▸ EXERCISE BRIEF: Each record below should appear again exactly as written.

▸ DATA IN THIS EXERCISE:

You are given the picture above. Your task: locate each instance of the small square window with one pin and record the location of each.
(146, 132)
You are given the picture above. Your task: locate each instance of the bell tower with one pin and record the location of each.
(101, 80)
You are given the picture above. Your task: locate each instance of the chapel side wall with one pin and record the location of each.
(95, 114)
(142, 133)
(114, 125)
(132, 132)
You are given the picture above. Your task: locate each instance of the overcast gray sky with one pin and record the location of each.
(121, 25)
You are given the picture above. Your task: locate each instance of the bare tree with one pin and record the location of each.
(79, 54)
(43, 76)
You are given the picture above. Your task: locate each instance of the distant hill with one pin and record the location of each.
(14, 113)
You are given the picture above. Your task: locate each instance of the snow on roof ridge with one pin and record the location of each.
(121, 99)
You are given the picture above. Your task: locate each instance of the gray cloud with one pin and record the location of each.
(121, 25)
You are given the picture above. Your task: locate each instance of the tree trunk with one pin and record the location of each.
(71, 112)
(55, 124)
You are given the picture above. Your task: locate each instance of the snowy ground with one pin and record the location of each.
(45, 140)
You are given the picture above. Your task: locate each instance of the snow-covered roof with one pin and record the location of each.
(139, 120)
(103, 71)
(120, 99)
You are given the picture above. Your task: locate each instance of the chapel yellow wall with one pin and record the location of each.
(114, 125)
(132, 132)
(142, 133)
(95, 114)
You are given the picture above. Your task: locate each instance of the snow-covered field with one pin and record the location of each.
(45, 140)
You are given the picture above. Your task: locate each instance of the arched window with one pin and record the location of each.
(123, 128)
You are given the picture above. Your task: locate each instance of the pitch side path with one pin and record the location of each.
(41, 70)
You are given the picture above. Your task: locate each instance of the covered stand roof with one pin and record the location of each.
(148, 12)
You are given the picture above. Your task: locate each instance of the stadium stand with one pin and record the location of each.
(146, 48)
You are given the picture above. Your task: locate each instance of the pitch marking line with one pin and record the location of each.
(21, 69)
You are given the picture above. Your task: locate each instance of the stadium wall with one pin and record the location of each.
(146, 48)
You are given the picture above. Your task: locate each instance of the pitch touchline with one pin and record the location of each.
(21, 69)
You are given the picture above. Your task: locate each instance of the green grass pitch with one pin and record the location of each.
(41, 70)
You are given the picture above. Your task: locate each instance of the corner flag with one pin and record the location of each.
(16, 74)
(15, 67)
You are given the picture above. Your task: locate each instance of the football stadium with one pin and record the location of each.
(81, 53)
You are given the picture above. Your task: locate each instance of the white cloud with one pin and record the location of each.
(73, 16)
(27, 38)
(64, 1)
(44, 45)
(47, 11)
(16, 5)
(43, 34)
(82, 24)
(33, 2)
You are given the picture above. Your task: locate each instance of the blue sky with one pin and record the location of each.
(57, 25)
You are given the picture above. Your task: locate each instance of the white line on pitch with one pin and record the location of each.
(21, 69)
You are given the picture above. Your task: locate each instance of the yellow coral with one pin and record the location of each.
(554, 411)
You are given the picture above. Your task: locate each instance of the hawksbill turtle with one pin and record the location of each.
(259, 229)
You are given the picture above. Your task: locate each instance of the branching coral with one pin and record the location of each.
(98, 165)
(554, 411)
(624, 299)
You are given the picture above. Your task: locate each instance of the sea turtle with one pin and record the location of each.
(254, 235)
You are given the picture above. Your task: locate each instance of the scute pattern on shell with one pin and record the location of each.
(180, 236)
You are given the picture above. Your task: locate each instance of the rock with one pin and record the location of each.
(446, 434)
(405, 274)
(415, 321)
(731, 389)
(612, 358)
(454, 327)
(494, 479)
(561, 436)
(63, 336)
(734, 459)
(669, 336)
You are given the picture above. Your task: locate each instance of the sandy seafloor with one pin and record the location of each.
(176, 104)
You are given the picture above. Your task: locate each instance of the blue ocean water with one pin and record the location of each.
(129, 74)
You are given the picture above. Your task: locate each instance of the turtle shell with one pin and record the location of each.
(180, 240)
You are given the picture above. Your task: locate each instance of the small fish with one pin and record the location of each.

▸ TASK SOLUTION:
You are given the picture above. Your task: locate each instance of the small square window with one pin and record the location of each.
(146, 132)
You are given the picture above. Your task: locate each instance of the bell tower with one pin and record the location of each.
(101, 80)
You are given the picture above. Your task: locate each instance of the chapel side wall with one pin and record the location of each.
(95, 114)
(142, 133)
(114, 125)
(132, 132)
You are given the picture above. Your task: locate each instance of the overcast gray sky with one pin and record the location of each.
(121, 25)
You are given the picture above. Your task: locate each instance of the bare tree with one pin and record the location of each.
(79, 54)
(43, 76)
You are given the picture above. Your task: locate each instance of the distant hill with one pin and record the location of each.
(14, 113)
You are given the picture above. Your task: locate each instance of the snow on roof ridge with one pin and record the location of each.
(121, 99)
You are given the picture above. Your task: locate each instance of the gray cloud with one pin and record the location of each.
(121, 25)
You are given the picture above. Your task: locate each instance of the tree trunk with one pin and record the location of each.
(71, 112)
(55, 124)
You are given the picture above. Your task: locate each instance of the snowy ground with one pin and record the location of each.
(45, 140)
You are given the picture above. Your task: locate each instance of the snow-covered roof with one pin and record the location of each.
(139, 120)
(103, 71)
(120, 99)
You are given the picture above. Your task: locate each instance of the chapel yellow wall with one pin and record the location of each.
(114, 125)
(132, 132)
(142, 133)
(95, 114)
You are given the picture above. Your task: locate each instance of the snow-covered field with one pin and record the location of each.
(45, 140)
You are given the picture above. Your task: locate each instance of the arched window with one pin and record the location of each.
(123, 128)
You are given the picture above. Your task: locate each instance of the pitch side path with one pin and record the location of each.
(41, 70)
You are given the picture above. Your task: locate each instance of the covered stand roof with one pin and record the location of each.
(148, 12)
You are given the picture above. Your task: locate each instance of the stadium stand with one pin and record the location of each.
(146, 48)
You are given the picture above. Your task: locate each instance of the pitch marking line with one pin and record the location of each.
(21, 69)
You are given the picture above. Your task: locate each instance of the stadium wall with one pin and record the location of each.
(146, 48)
You are given the picture above. Your task: locate each instance of the pitch touchline with one pin and record the location of each.
(21, 69)
You are given the picture above. Your task: locate each instance of the green grass pitch with one pin and record the location of each.
(41, 70)
You are given the picture above. Your task: locate each instance of the corner flag with one pin and record the location of each.
(16, 74)
(15, 67)
You are given the picture above. Your task: locate each instance of the football stadium with one pin and record the location of each.
(81, 53)
You are given the picture above. Your task: locate each instance of the white cloud with one pin and record the location of each.
(73, 16)
(27, 38)
(64, 1)
(44, 45)
(47, 11)
(16, 5)
(43, 34)
(82, 24)
(33, 2)
You are given the picture above. Your task: locate each instance of the blue sky with one pin and record the location of each.
(57, 25)
You are given the picture above. Your task: locate each instance of the white line on pitch with one pin and record the location of each.
(21, 69)
You are given the picture above. Your task: locate each instance of the yellow coral with one pin and record the location of each.
(554, 411)
You are given the picture above. Your task: locate each instance of the hawksbill turtle with one pin and record the location of each.
(259, 229)
You are given the picture above. Your task: locate each instance of the branching coral with one pin and record the location of each.
(98, 165)
(554, 411)
(624, 299)
You are given the picture above. Your task: locate each instance of the sea turtle with one pin and record the location of each.
(254, 235)
You are given the picture above. Your task: locate each instance of the scute pattern on shell with one pin and record the location of each.
(180, 236)
You are given the picture above. Your task: locate each instance of the rock with one pin and record the location of each.
(446, 434)
(405, 274)
(415, 321)
(731, 389)
(612, 358)
(454, 327)
(494, 479)
(561, 436)
(63, 336)
(734, 459)
(669, 336)
You are given the picture above. Your task: locate each instance of the sandy seafloor with one pin and record the location of each.
(176, 104)
You are given the picture above. Your task: locate each instance of the blue ocean water with one pin and record the location of each.
(129, 74)
You are given the picture above. Your task: locate each instance of the turtle shell with one pin and record the location of each.
(180, 240)
You are given the picture above. Your task: locate each instance of the small fish with one pin and record the location of each.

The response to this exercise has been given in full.